■ Texto de partida ■

Ibai Azparren
Aktualitateko erredaktorea / Redactor de actualidad
Elkarrizketa
Ane Sagües Abad
Creadora escénica y actriz

«Es muy pretencioso pensar que puedo cambiar las cosas desde mi obra»

De familia teatral, Sagües debutó a los 14 años antes de formarse en Madrid. Después cofundó Las Nenas Theatre, y ganó su primer premio por «Ramos y Gramos». Su obra «Torcidx» fusiona autoficción, estética queer y crítica generacional. Galardonada con el Premio a la Promoción del Talento Artístico, su teatro interpela al espectador desde la vulnerabilidad del cuerpo en escena.

(Iñigo Uriz FOKU)

Ane Sagüés Abad (Etxauri, 1998) ha encontrado un lenguaje escénico que mezcla violencia estética, trauma, humor negrísimo, pensamiento crítico y autotune. Su teatro no viene a explicar ni a salvar: viene a manchar, a empujar al espectador a ese punto incómodo donde la risa y el colapso se pisan los talones. No hay redención. Y, si alguien busca mensaje, ya lo dice ella: «No me interesa lanzar un mensaje, nuestra obra es una experiencia que el público tiene que transitar con nosotras».

Criada entre bambalinas, focos y ensayos -es hija del director y dramaturgo Ángel Sagüés y de la productora y actriz teatral Asun Abad, al frente de compañías como T.E.N. Pinpilinpauxa o Atikus-, Sagües se formó rodeada de escena desde mucho antes de pisarla. Sin embargo, su teatro es profundamente generacional. No porque represente a nadie, sino porque habla en un idioma que reconoce el glitch emocional como herencia compartida: precariedad, ansiedad, disforia, cultura del esfuerzo y el anhelo constante de apagarse un rato sin que nadie te llame productiva.

■ Lo que se pide ■
Prosigue el texto sobre Ane Sagüés Abad a partir de su última oración.

■ Sección de datos ■
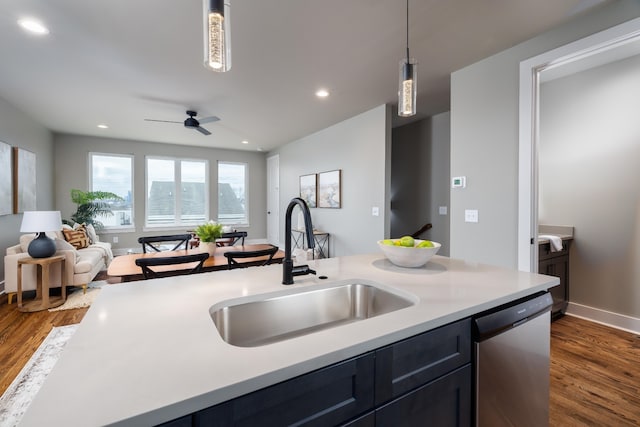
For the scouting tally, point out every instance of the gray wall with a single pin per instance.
(589, 175)
(359, 147)
(484, 138)
(420, 161)
(71, 157)
(19, 130)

■ Respuesta propuesta ■
Ganadora del Premio a la Promoción del Talento Artístico del Gobierno de Nafarroa, la creadora y actriz forma parte de una escena joven que no teme mezclar referencias bastardas, excesos pop y autoficción sin moraleja. En “Torcidxs”, su pieza más reciente, no hay consuelo: hay cuerpos desnudos, letras de trap, divas destruidas y, sí, comentarios sacados del Instagram de Leticia Sabater lanzados como si fueran poesía urbana.

Tras conocer a Cristina Tomás en el Laboratorio de Teatro William Layton de Madrid, ambas crearon la compañía Las Nenas Theatre, y su obra “Ramos y Gramos” ganó el primer premio en Encuentros de Arte Joven. Su trabajo no busca pedagogía ni complacer al espectador; le interesa, más bien, descolocarlo. Empujarlo al borde del colapso emocional con ironía, sinceridad y un uso escénico del cringe como herramienta política.

7K se encuentra con ella en Iruñea, justo antes de que se largue -sin drama ni nostalgia- a esquivar sanfermines como quien huye de una conversación de ascensor que se hace interminable. Hablamos de referentes, del cuerpo en escena, de la disociación como lenguaje y del placer de hacer teatro desde el fallo. Lo que sigue es una conversación sin filtros, como sus obras: punzante, contradictoria y, por supuesto, honesta.

(Iñigo Uriz | FOKU)

¿Esperaba el Premio a la Promoción del Talento Artístico? De hecho, como nadie me iba a presentar, me presenté yo misma. Le escribí a gente que conocía del mundo del arte, con quienes había coincidido a lo largo de mi trayectoria, en residencias y procesos. Les pedí cartas de recomendación y presenté mi candidatura. Así que, en parte, fue sorpresa -porque sé que es difícil que te lo den, hay muchas propuestas potentes-, pero al mismo tiempo también lo había buscado.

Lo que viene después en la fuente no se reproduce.